→ **Page**:
==========
My first experience as a disciplinarian came when I was 5 years old with our family dog, Smokey. Each time Smokey urinated on the living room carpet, my father dragged him to the yellow puddle and swatted his nose. Then I went to Smokey and patted his head, telling him he was a good boy. As a result of my sympathy, the dog vandalized our home for years.

I commanded a schoolroom only five years later, in the 4th grade. My teacher placed me, the class treasurer, in charge when she left the room. Her instructions were simple: While the class worked on a math assignment, I was to write down the name of anyone who talked. Five minutes after she left, a boy called me to his desk. “How do you do this one?’' he asked.

While I was helping him, two girls began talking. I speedily wrote their names on my snitch paper. As soon as one of the girls noticed, she protested. “If you write our names, you have to write his name also,’' referring to the boy I was helping.

“It’s different,’' I said. “He was asking me for help.’'

“Well, I was asking her for help,’' she responded. “It’s the same thing.’'

Several others entered into the argument. The consensus was that I should either write all three of their names on the list or none at all. I said I would put down all of their names, including the newcomers who spoke in their defense. They argued, then, that my name should go on the list, since I was talking, too. I was unable to respond to such logic and wrote down my own name. When the teacher returned, I sheepishly handed her the list and went back to my seat. My name’s appearance on the list invalidated its credibility. No one got in trouble.

I began my student teaching in the summer of 1991. Having heard how difficult junior high students could be, I requested high school. My training assignment, however, read “Henry T. Gage Junior High School.’' I optimistically hoped that this was a high school named for the son of Henry T. Gage. But it was, in fact, a corral for 6th, 7th, and 8th graders.
==========
[Annotated coordinate records]
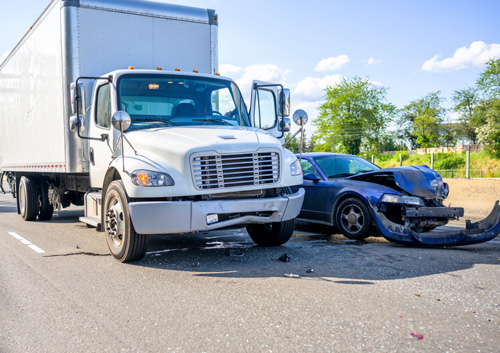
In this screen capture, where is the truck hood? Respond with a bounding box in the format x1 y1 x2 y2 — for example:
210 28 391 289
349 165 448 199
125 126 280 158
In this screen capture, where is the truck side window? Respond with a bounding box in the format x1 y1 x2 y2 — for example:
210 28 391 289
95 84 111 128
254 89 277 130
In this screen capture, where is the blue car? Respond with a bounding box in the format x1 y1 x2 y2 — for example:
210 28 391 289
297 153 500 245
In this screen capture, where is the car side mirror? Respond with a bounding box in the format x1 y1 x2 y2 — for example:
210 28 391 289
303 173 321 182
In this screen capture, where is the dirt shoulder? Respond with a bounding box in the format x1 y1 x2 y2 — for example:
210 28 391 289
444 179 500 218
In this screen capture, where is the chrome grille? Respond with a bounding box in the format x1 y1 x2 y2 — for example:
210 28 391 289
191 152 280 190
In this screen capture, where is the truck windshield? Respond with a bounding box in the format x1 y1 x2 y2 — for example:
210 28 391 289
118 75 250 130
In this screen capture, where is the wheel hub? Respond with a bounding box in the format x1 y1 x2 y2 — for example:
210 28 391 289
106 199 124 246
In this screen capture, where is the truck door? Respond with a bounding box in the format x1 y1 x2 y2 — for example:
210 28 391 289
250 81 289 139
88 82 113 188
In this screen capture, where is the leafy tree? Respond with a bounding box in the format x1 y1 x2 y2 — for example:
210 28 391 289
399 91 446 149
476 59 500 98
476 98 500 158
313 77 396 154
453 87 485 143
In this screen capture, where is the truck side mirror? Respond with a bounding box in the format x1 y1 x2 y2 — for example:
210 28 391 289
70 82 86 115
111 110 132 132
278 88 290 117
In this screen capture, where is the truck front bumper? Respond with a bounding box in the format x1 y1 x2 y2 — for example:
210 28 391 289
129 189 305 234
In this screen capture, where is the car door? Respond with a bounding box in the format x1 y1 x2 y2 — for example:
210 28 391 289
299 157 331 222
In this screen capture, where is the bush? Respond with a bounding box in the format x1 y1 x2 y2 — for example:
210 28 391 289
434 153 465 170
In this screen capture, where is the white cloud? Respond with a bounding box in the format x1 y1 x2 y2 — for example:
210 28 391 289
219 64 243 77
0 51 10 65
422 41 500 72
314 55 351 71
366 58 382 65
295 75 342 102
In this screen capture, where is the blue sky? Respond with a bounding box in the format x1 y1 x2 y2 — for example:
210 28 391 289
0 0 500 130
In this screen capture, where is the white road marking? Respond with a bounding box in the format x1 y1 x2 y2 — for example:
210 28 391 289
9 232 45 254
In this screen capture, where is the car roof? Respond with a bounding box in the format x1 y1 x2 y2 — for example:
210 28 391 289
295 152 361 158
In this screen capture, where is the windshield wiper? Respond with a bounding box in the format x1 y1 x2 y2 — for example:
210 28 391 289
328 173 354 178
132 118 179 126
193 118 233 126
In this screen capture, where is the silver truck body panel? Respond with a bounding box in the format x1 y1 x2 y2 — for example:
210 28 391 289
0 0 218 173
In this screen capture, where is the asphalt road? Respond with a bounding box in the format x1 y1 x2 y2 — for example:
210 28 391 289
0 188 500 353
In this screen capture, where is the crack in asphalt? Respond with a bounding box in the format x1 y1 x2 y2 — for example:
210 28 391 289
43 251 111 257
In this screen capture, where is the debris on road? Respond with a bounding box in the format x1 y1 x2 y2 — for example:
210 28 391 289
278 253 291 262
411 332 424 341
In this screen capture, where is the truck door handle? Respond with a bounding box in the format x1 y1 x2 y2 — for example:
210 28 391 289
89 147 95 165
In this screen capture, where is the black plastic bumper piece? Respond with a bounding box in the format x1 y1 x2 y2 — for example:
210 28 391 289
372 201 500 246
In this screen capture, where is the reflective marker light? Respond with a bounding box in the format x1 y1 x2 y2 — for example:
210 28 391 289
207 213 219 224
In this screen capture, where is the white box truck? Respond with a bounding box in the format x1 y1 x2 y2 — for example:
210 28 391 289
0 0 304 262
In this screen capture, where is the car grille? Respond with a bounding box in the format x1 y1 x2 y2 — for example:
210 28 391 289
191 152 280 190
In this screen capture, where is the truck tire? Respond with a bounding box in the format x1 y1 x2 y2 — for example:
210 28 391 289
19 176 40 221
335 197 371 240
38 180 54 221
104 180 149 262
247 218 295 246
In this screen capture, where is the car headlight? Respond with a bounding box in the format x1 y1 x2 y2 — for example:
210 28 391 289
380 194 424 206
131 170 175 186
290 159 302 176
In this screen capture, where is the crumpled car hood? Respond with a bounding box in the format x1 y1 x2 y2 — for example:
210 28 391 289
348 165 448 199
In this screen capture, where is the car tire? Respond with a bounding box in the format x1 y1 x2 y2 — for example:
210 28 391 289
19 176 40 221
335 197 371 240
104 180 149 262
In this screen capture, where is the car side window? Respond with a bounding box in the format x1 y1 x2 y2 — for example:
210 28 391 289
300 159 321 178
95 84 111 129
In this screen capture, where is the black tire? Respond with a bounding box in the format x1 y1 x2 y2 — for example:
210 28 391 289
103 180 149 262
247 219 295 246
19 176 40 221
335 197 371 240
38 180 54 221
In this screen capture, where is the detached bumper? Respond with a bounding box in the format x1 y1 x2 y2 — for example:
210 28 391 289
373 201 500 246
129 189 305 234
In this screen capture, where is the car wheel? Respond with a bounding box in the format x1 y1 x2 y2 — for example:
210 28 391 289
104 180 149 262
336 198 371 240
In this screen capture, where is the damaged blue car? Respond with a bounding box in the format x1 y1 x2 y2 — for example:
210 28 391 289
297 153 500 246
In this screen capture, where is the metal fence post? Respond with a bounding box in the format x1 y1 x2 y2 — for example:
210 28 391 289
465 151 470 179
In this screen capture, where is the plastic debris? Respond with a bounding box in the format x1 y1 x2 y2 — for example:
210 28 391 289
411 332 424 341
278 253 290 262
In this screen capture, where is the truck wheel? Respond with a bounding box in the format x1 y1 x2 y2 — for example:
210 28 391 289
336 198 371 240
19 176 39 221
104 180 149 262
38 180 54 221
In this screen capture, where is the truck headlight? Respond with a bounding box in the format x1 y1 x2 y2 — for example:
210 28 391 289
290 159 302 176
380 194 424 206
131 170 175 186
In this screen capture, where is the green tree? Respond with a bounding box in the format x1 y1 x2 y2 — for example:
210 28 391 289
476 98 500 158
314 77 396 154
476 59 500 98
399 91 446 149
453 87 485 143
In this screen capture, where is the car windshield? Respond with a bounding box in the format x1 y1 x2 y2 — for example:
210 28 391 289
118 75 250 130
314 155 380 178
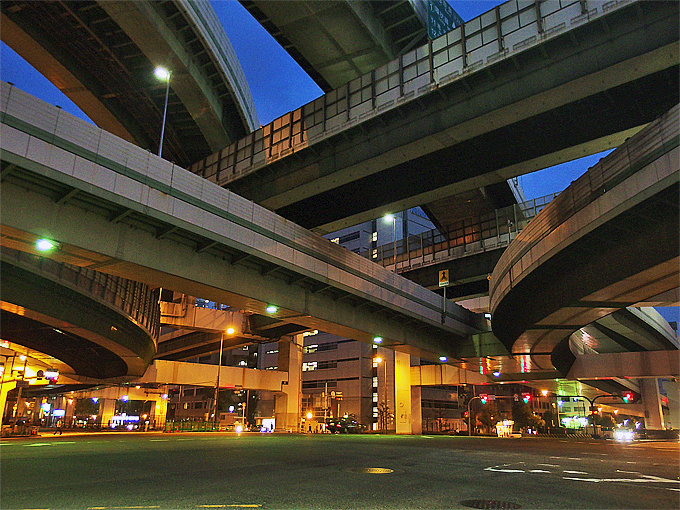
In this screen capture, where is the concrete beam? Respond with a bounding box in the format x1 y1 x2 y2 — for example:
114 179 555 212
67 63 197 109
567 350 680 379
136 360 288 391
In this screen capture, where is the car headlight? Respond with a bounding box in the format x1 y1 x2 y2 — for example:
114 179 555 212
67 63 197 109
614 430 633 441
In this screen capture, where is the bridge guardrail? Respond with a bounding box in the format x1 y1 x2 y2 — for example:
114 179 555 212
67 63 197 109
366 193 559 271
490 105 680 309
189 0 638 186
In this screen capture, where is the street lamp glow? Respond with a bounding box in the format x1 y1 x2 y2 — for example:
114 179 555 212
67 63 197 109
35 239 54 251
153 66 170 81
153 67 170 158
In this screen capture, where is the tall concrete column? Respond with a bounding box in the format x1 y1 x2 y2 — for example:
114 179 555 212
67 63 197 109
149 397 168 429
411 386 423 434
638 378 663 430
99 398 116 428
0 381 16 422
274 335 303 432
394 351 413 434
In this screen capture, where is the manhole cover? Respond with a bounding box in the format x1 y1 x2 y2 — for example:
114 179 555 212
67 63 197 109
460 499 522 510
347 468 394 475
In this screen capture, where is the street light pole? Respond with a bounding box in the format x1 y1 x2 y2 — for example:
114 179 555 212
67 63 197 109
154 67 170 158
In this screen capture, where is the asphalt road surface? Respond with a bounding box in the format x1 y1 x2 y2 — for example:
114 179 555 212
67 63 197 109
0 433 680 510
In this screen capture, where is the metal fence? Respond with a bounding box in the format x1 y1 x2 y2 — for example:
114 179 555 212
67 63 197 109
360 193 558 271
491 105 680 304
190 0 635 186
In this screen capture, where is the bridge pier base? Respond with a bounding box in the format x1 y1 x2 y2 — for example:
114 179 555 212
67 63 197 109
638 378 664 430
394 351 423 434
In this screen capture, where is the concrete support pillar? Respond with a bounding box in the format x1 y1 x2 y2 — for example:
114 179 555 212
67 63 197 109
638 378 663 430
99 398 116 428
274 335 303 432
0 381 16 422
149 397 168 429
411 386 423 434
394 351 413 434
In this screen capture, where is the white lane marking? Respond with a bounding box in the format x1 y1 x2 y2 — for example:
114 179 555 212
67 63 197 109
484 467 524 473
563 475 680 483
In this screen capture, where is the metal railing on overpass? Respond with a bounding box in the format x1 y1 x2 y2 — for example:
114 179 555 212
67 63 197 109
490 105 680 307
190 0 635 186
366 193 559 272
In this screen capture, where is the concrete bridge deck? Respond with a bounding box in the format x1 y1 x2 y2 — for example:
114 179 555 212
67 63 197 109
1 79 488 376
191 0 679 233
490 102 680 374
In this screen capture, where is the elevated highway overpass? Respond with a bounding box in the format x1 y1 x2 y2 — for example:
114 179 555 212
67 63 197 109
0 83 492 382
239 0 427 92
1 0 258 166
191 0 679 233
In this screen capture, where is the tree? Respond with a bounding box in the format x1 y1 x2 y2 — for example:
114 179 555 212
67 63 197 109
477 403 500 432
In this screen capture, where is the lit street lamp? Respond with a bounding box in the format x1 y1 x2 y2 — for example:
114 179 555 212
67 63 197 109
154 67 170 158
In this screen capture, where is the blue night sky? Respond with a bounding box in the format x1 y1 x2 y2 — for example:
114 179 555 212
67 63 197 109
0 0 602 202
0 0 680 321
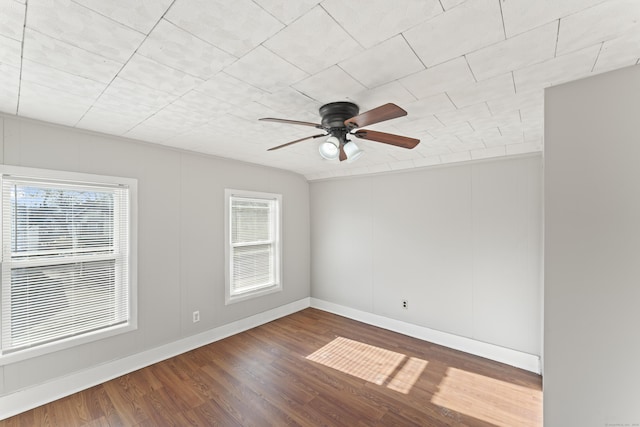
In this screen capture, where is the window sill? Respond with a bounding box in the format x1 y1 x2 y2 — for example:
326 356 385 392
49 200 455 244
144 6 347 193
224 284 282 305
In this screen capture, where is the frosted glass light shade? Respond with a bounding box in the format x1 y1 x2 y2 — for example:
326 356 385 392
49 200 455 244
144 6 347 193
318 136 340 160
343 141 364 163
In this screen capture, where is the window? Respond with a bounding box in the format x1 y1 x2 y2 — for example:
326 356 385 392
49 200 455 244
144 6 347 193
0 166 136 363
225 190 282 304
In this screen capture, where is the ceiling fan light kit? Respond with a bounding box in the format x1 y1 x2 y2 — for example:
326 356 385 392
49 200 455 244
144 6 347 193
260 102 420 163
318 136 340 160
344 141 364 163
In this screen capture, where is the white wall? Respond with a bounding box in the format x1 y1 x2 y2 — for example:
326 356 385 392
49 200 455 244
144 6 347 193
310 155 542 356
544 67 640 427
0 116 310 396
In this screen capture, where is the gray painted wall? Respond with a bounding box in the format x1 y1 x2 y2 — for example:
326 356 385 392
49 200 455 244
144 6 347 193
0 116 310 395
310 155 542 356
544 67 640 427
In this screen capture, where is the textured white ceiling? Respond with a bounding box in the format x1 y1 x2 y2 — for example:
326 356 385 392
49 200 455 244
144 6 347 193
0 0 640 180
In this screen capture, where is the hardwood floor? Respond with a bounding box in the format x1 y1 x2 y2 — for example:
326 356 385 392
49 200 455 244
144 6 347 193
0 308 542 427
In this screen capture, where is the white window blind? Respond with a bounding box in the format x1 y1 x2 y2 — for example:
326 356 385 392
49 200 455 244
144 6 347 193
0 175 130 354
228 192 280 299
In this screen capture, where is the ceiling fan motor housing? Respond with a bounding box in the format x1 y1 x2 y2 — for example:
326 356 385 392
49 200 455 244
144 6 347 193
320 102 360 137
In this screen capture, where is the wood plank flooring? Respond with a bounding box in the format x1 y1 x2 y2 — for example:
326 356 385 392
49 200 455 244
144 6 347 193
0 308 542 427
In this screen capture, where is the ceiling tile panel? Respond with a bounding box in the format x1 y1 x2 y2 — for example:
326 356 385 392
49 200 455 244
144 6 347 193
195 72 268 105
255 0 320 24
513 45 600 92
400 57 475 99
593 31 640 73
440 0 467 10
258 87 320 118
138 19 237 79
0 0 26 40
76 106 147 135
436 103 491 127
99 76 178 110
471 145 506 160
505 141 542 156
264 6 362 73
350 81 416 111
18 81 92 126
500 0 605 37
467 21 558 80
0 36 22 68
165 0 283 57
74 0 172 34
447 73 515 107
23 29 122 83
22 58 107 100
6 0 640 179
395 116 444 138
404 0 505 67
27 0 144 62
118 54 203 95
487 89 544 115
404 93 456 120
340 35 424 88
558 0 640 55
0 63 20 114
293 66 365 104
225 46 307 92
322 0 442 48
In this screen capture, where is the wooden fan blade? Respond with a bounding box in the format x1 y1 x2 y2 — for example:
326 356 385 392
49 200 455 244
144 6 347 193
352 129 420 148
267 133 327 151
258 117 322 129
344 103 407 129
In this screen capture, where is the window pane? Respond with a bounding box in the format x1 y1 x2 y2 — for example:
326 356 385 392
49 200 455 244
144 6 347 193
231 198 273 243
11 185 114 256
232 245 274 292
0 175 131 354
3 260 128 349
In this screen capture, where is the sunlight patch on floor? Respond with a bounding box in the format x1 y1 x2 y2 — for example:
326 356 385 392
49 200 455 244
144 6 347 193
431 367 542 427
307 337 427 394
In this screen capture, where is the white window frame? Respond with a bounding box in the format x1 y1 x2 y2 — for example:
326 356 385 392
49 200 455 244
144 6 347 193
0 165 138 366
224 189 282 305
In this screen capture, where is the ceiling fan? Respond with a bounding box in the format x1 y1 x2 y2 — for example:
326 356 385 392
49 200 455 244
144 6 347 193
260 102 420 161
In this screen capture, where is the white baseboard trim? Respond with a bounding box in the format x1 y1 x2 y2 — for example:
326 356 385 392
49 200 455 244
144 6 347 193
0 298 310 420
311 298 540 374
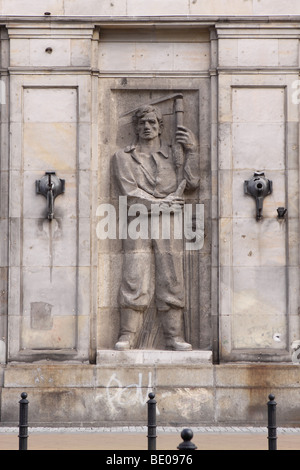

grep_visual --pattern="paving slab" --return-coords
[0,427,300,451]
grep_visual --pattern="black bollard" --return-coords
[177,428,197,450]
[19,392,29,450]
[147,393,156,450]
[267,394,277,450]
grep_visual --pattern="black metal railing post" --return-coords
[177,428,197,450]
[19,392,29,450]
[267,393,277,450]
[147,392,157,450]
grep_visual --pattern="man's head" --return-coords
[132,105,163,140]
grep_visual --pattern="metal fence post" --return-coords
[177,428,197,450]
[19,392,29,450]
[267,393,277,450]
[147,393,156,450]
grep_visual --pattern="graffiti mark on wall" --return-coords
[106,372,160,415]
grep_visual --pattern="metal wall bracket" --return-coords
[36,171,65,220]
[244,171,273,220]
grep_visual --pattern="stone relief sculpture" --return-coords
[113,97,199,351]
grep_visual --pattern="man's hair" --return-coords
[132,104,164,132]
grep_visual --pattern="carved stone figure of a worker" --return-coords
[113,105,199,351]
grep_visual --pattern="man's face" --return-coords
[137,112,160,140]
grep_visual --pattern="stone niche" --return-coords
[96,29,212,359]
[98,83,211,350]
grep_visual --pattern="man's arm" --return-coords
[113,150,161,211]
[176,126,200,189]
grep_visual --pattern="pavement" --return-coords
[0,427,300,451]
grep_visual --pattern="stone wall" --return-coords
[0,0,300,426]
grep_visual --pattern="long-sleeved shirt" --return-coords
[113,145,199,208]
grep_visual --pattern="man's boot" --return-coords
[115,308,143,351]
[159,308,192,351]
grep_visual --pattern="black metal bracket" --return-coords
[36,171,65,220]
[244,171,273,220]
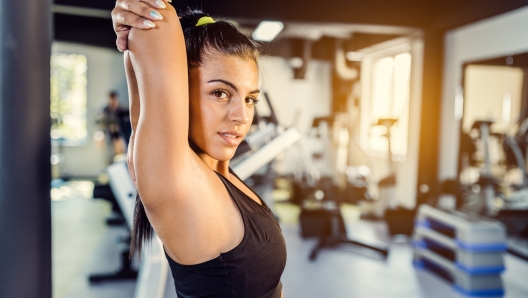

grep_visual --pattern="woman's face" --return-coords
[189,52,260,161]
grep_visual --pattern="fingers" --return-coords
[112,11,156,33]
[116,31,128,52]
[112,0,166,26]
==========
→ **Exercise set**:
A. Answer these questions using the essay on discipline:
(i) What was the name of the family dog?
(ii) What class office did the narrator hold in the 4th grade?
(iii) In what summer did the narrator begin student teaching?
B. Reproduce word for word the passage of the essay on discipline starting with "My first experience" and going on through "home for years.".
C. Write the next part of the essay on discipline, picking up right after its final sentence.
The listing is separate material and has no connection to the essay on discipline.

→ **Answers for this exercise**:
A.
(i) Smokey
(ii) Class treasurer
(iii) The summer of 1991

B.
My first experience as a disciplinarian came when I was 5 years old with our family dog, Smokey. Each time Smokey urinated on the living room carpet, my father dragged him to the yellow puddle and swatted his nose. Then I went to Smokey and patted his head, telling him he was a good boy. As a result of my sympathy, the dog vandalized our home for years.

C.
My mentor teacher was Ms. Branch, a strict disciplinarian. Her strategy was to train her students like dogs. I, too, treated them as dogs--like Smokey. When Ms. Branch yelled kids to tears, I patted them on the back and told them not to worry.

In front of the class, I didn’t have many discipline problems. If the kids got out of hand, I merely said, “I’m telling Ms. Branch.’'

At my going-away party, I received an honorary diploma, followed by an ovation by the kids. Ms. Branch then screamed at one girl for cheering too loudly. Consoling the crying student was my farewell gesture.

Six weeks of student-teacher training didn’t harden my classroom persona: I was still a marshmallow. And, like many marshmallows, I was about to be roasted.

I was hired at Deady Middle School in Houston, where I was screaming by the end of the first week. My requests for silence went from “Please be respectful of others,’' to “Please be quiet,’' to “Be quiet.’' Later I tried “Shhh,’' or “Shush,’' then “Shush up,’' and finally, “Shut up.’' The complete metamorphosis took less than a month. In a last desperate effort, I warned them, “I’m telling Ms. Branch.’'

In my second year, I learned valuable lessons. A blanket threat, such as, “The next kid who talks is getting detention,’' is trouble. The quietest kid in the class will surely be the first to break the silence, putting the teacher in an uncomfortable dilemma. I now know it’s safer to say, “The next bad kid who talks is getting detention.’'

I also learned to make a student’s punishment more meaningful by relating it to the crime: If they throw paper, I make them clean the room. If they are late, I make them stay after class. If they talk too much, I make them an appointment to meet with the mutual funds salesman who frequents the staff lounge.

The battle I wage to overcome my inborn weakness toward discipline is proof I am not a born teacher. I would have shared this insight with the student who issued the proclamation, but I didn’t want to wake him up.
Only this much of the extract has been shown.